Collection entries
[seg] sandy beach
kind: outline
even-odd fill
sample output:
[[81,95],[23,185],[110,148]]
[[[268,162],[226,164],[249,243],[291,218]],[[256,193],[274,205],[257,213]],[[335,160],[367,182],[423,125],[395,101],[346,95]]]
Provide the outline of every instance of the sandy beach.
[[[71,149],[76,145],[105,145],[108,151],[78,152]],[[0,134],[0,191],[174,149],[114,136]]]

What is being asked:
Your reply should consist of all the records, restated exactly.

Written reply:
[seg] sandy beach
kind: outline
even-odd fill
sample output:
[[81,95],[23,185],[110,148]]
[[[268,162],[226,164],[249,243],[291,218]],[[256,193],[274,205],[257,213]],[[335,160],[367,182],[423,125],[395,101],[346,95]]]
Provide the outline of every instance of the sandy beach.
[[[71,149],[76,145],[105,145],[108,151],[78,152]],[[0,134],[0,191],[174,149],[114,136]]]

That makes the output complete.